» **本文**:
--------------------------------------------------

即興料理の会

  愛媛は西条市の、月草子舎(つきくさごや)で即興料理の会をひらいていただいた。

  主宰の友人に、「小屋がそろそろできる」と聞いてはいたが、行ってみてびっくり!小屋というより、ほとんど家。セルフビルドと聞いて、驚きを超えて感嘆する。高い天井、木に囲まれた室内、まっさらな床。そして四方にひらいた窓。玄関の建具まで自作だそう。

  友人は野菜や米の生産者でもある。端境期でもあるいまだからこそ、「あるもので、その場かぎりの料理をつくってみよう」という流れでこの日が実現したのだった。

  端境期とはいえ、大きなテーブルの上には、秋の実り、めぐみがぎっしりと並んでいて、眺めているだけで胸がいっぱいになる。「いま畑にはなにもない」と言っていたのがうそのよう。柿、栗、かぼちゃ。抜き菜に生姜、参加した方が持ってきてくださった 自家栽培の豆やたくさんのひらたけまで 。

  まず、小屋でちいさな瞑想をしてから、台所へと向かう。早めに帰る方もおられるから、料理の制限時間は1時間半。この時間内で、どこまで作れるか。まっさらな献立に、胸が高鳴る。

--------------------------------------------------

» **データの行**:
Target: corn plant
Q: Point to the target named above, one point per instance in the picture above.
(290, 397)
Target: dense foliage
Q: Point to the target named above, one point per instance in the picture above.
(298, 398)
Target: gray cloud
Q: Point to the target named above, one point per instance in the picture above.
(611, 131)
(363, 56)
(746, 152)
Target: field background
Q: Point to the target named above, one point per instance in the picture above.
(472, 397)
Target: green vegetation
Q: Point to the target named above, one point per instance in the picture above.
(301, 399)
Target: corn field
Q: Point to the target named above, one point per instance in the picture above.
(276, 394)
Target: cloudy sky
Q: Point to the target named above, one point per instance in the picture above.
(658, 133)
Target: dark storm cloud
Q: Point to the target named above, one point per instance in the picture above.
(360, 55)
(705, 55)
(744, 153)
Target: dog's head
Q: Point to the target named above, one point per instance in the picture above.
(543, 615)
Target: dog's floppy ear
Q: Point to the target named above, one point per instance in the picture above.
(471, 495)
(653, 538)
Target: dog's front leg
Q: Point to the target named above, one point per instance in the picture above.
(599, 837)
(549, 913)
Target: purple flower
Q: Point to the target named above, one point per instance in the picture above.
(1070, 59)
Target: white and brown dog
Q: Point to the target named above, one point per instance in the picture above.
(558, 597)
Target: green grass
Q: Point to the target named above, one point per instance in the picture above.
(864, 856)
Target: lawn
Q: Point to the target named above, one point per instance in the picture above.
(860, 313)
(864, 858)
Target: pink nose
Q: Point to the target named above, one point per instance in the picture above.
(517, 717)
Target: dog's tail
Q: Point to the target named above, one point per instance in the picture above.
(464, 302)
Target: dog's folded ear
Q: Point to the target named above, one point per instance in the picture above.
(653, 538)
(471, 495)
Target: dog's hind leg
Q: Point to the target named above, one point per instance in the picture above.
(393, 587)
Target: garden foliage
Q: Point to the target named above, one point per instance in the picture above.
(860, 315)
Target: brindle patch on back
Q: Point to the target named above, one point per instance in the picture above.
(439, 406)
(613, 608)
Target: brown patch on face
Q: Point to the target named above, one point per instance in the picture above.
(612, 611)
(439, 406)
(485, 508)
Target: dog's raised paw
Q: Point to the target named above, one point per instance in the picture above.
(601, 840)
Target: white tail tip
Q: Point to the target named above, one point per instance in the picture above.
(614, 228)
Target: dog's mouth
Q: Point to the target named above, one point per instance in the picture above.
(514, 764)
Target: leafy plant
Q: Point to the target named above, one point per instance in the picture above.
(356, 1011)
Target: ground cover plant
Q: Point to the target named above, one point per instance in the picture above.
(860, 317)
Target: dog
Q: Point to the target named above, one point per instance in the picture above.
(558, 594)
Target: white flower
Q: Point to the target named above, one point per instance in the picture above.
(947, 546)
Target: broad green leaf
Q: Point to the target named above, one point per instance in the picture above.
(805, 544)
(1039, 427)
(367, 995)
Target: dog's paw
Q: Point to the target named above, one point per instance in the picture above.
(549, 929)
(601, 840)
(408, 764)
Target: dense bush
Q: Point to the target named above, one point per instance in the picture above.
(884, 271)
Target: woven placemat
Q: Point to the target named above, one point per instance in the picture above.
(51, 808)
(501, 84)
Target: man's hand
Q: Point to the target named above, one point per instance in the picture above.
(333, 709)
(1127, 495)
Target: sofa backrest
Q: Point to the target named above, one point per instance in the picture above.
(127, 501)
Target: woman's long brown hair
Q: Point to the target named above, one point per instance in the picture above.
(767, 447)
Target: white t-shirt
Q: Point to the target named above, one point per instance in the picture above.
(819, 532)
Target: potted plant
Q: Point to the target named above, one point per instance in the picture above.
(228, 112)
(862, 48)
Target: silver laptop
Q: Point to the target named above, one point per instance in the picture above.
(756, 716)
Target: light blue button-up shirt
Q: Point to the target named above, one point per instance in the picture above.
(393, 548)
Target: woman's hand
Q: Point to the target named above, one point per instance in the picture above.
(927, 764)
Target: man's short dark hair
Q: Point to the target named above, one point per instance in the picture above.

--------------------------------------------------

» **やること**:
a. 即興料理の会の文章を、「愛媛は西条市の、月草子舎(つきくさごや)で即興料理の会をひらいていただいた。」から始めて「っさらな献立に、胸が高鳴る。」で終わるところまで、「かぼちゃ」を「さつまいも」に変えて書き直してください。
b. 即興料理の会の文章を、最後の文のあとから書き継いでください。

» **期待する結果**:
a.
愛媛は西条市の、月草子舎(つきくさごや)で即興料理の会をひらいていただいた。

  主宰の友人に、「小屋がそろそろできる」と聞いてはいたが、行ってみてびっくり!小屋というより、ほとんど家。セルフビルドと聞いて、驚きを超えて感嘆する。高い天井、木に囲まれた室内、まっさらな床。そして四方にひらいた窓。玄関の建具まで自作だそう。

  友人は野菜や米の生産者でもある。端境期でもあるいまだからこそ、「あるもので、その場かぎりの料理をつくってみよう」という流れでこの日が実現したのだった。

  端境期とはいえ、大きなテーブルの上には、秋の実り、めぐみがぎっしりと並んでいて、眺めているだけで胸がいっぱいになる。「いま畑にはなにもない」と言っていたのがうそのよう。柿、栗、さつまいも。抜き菜に生姜、参加した方が持ってきてくださった 自家栽培の豆やたくさんのひらたけまで 。

  まず、小屋でちいさな瞑想をしてから、台所へと向かう。早めに帰る方もおられるから、料理の制限時間は1時間半。この時間内で、どこまで作れるか。まっさらな献立に、胸が高鳴る。

b.
  こんなとき、何をつくるかはおのずと決まってくる。ただひたすらに素材の向かう流れに手を添えてゆけばいい。素材を信頼すること。耳と心を澄ませること。まずは野菜の下準備。抜き菜は洗って茹でて。里芋は蒸して。きのこは割いて。16本の手が鮮やかに動きはじめた。

  めずらしいマコモダケはひらたけとスープに。柿はきのことマリネに。四方竹はすこしえぐみがあったので、さてどうしよう、とすこし迷ってから、チベットのスパイシーな胡麻ベースのソースで和えた。

  かねてから、料理はあるものでつくる、と思ってきた。なにかを決めたり選んだりするよりも、受け取ったものを、その時の流れで作る方が性に合っている。

  きれいなひとたちが、陽の差し込む台所で立ち回る様子も、輝きをはなっていて、夢のなかにいるようだった。

  ほとんどの野菜の向かう先が決まり、最後の仕上げをして時計を見たら、ちょうど1時間半。計画してはたぶん、達成できなかっただろう、とおもいながらほっとする。

  テーブルがわりの大きな板を小屋に運び、その上に料理を並べて、あついスープを器にそそぐ。一緒に作って、一緒に食べる。ただそれだけの、ごくシンプルな時間。

  その後のおしゃべりもたのしく、ほがらかなひと、はにかむひと、しずかなひと。それぞれがひかっている様子をぼんやりと眺めながら、わたしは壁に背をもたれさせて、うとうととしはじめ、いつの間にか意識を失っていたのだった。

  数日経ったいまでも、あれは夢だったのではないかと思うほど。小屋の清々しい空気と、その場をともにした7人の妖精たちのことを、あれから毎日思い出している。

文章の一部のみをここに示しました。